**Exercice proposé a**
Recopiez à l'identique les lignes du listing, à partir de son début et jusqu'à la ligne contenant « 80,180,162,333 », celle-ci comprise. Omettez les images dans votre réponse.

**Extrait de page**
________________________
Koad ar Vouster

Suivez le moine de Koad ar Vouster

Koad ar Vouster, « Le bois du monastère » est le nom d’un bois situé sur la commune de Landeleau, entre le Canal de Nantes à Brest et la route de Plonévez-du-Faou. A partir du Presbital Kozh, il faut quelques minutes pour se rendre à pied jusqu'au circuit de randonnée. L’association Oaled Landelo souhaite en faire un sentier d’interprétation pour mettre en valeur son riche patrimoine naturel et historique, en s'appuyant notamment sur les travaux de microtoponymie et d'histoire locale réalisés par Geneviève Fichou à partir du cadastre Napoléon. Un balisage en panneaux d’ardoise a été réalisé à l’automne 2014. Mi-mars 2015, le sentier a été visité par Sylvestre Boichard, animateur de l’EPAGA (Etablissement Public d'Aménagement et de Gestion du bassin versant  de l'Aulne), pour qui « Le site se prête parfaitement à une découverte du patrimoine naturel breton typique ».

Pont Trapier

Ruine d'une maison de charbonnier ou de mendiant, Koad ar Vouster en Landeleau

Le sentier emprunte l’ancienne route de Landeleau à Plonévez-du-Faou, encore utilisée au début du 20ème siècle, juste après la Grande Guerre. La petite maison en ruines au bord du chemin abritait peut-être un charbonnier ou une famille pauvre. Aujourd’hui, il est probable qu’elle donne refuge à des escargots de Quimper. Nous avons pour projet de l’aménager et d’y installer des panneaux explicatifs. Elle marquera le début du sentier.
________________________
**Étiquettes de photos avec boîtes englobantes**
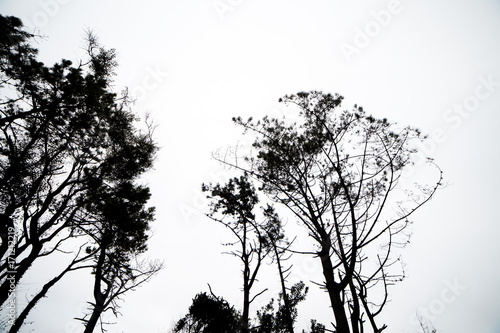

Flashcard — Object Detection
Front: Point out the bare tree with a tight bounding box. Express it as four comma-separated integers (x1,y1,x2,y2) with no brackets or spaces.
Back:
0,15,157,331
216,91,441,333
202,176,269,333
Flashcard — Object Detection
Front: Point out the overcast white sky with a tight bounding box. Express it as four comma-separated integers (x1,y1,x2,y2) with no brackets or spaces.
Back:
0,0,500,333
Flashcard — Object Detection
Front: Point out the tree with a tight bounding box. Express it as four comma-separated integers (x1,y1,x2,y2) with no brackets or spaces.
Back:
173,293,241,333
216,91,441,333
259,204,300,333
0,15,158,330
252,281,309,333
202,175,269,333
80,180,162,333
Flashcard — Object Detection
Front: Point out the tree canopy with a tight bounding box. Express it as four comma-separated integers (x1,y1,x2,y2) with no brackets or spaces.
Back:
0,15,161,332
211,91,441,333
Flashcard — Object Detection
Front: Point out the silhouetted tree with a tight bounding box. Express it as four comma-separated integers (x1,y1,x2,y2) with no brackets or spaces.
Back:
202,176,269,333
173,293,241,333
0,15,158,325
260,205,300,333
77,178,162,333
216,91,441,333
252,281,308,333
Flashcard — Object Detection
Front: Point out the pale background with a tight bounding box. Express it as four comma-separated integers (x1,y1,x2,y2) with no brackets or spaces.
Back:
0,0,500,333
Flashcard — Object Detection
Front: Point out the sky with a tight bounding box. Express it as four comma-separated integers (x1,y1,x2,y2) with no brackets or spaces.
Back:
0,0,500,333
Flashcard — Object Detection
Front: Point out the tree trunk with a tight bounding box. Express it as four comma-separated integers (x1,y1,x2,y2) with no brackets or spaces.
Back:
9,267,70,333
319,250,351,333
273,243,293,333
0,243,42,305
83,302,104,333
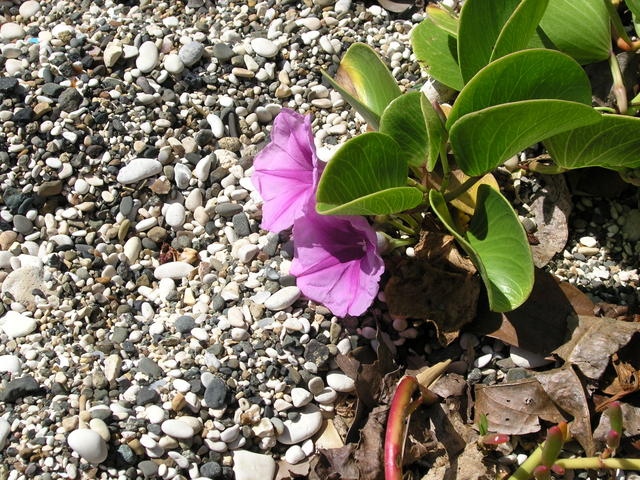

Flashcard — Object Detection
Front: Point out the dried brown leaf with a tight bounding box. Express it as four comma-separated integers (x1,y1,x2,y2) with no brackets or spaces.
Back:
531,175,572,268
556,315,640,380
475,378,564,435
534,365,596,456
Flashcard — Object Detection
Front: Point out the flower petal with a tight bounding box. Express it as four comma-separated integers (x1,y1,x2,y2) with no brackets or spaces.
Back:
251,109,319,232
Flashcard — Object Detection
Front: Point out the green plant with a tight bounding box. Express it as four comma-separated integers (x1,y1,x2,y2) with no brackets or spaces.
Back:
316,0,640,312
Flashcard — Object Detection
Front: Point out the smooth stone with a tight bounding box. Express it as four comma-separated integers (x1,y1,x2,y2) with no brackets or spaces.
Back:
0,355,22,375
164,203,185,229
136,40,158,73
0,311,38,338
278,405,322,445
233,450,276,480
178,42,204,67
284,445,307,465
327,372,356,393
103,41,123,68
164,53,184,75
18,0,40,20
509,347,551,368
264,287,300,312
291,387,313,408
123,237,142,265
153,262,196,280
251,38,279,58
0,22,24,42
117,158,162,185
161,419,195,439
0,418,11,452
67,428,108,464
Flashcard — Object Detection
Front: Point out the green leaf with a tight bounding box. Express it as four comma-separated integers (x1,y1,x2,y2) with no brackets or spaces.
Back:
458,0,548,83
449,100,600,177
380,92,429,167
544,115,640,169
429,185,534,312
540,0,611,65
411,18,464,90
427,4,459,37
491,0,549,61
316,132,422,215
322,43,400,129
447,49,591,128
420,94,447,172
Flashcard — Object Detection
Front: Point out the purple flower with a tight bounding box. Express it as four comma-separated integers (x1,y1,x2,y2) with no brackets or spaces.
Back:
251,108,323,233
290,198,384,317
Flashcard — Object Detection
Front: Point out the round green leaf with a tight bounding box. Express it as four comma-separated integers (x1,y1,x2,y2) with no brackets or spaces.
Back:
429,185,534,312
316,132,422,215
449,100,601,177
540,0,611,65
380,92,429,167
458,0,548,82
447,49,591,127
411,18,464,90
323,43,400,129
544,115,640,169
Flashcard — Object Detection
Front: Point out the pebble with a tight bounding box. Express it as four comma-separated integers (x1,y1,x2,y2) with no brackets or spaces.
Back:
278,405,322,445
251,38,279,58
233,450,276,480
117,158,162,185
67,428,108,464
161,419,195,439
0,312,37,338
136,41,159,73
264,287,301,312
153,262,196,280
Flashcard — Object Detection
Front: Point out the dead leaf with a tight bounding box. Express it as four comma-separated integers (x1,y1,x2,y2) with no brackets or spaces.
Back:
593,403,640,448
531,175,572,268
429,373,467,398
534,365,596,456
470,269,580,355
555,315,640,380
475,378,564,435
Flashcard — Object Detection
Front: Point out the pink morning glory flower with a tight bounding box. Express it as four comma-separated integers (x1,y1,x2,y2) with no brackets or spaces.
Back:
290,198,384,317
251,108,323,233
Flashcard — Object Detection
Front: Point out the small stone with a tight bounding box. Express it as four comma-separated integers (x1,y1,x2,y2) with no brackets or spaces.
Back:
251,38,279,58
117,158,162,185
204,376,229,409
264,287,301,312
161,420,195,439
136,40,158,73
327,372,356,393
291,387,313,408
509,347,551,368
278,405,322,445
178,42,204,67
233,450,276,480
67,428,108,464
58,87,84,112
164,53,184,75
284,445,306,465
153,262,196,280
0,311,37,338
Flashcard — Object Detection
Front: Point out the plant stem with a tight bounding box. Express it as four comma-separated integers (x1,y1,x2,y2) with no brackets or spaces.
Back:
609,51,627,114
385,217,417,236
407,177,428,193
555,457,640,470
444,176,482,202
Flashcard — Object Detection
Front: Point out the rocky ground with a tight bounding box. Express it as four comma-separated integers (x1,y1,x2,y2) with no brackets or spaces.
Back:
0,0,638,480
________________________
**Exercice proposé b**
D'après l'extrait sur Koad ar Vouster, dans quel but l'association Oaled Landelo veut-elle faire du bois un sentier d'interprétation ?

**Réponse finale a**
Flashcard — Object Detection
Front: Point out the bare tree with a tight bounding box. Express it as four comma-separated integers (x1,y1,x2,y2) with no brackets or spaces.
Back:
0,15,157,331
216,91,441,333
202,176,269,333
Flashcard — Object Detection
Front: Point out the overcast white sky with a tight bounding box. Express it as four comma-separated integers (x1,y1,x2,y2) with no brackets or spaces.
Back:
0,0,500,333
Flashcard — Object Detection
Front: Point out the tree with a tight bounding box. Express it as four comma-separated integers (x1,y1,x2,y2) with no brackets or spaces.
Back:
173,293,241,333
216,91,441,333
259,204,300,333
0,15,158,330
252,281,309,333
202,175,269,333
80,180,162,333

**Réponse finale b**
Elle veut mettre en valeur le riche patrimoine naturel et historique du bois. Elle s'appuie notamment sur les travaux de microtoponymie et d'histoire locale que Geneviève Fichou a réalisés à partir du cadastre Napoléon.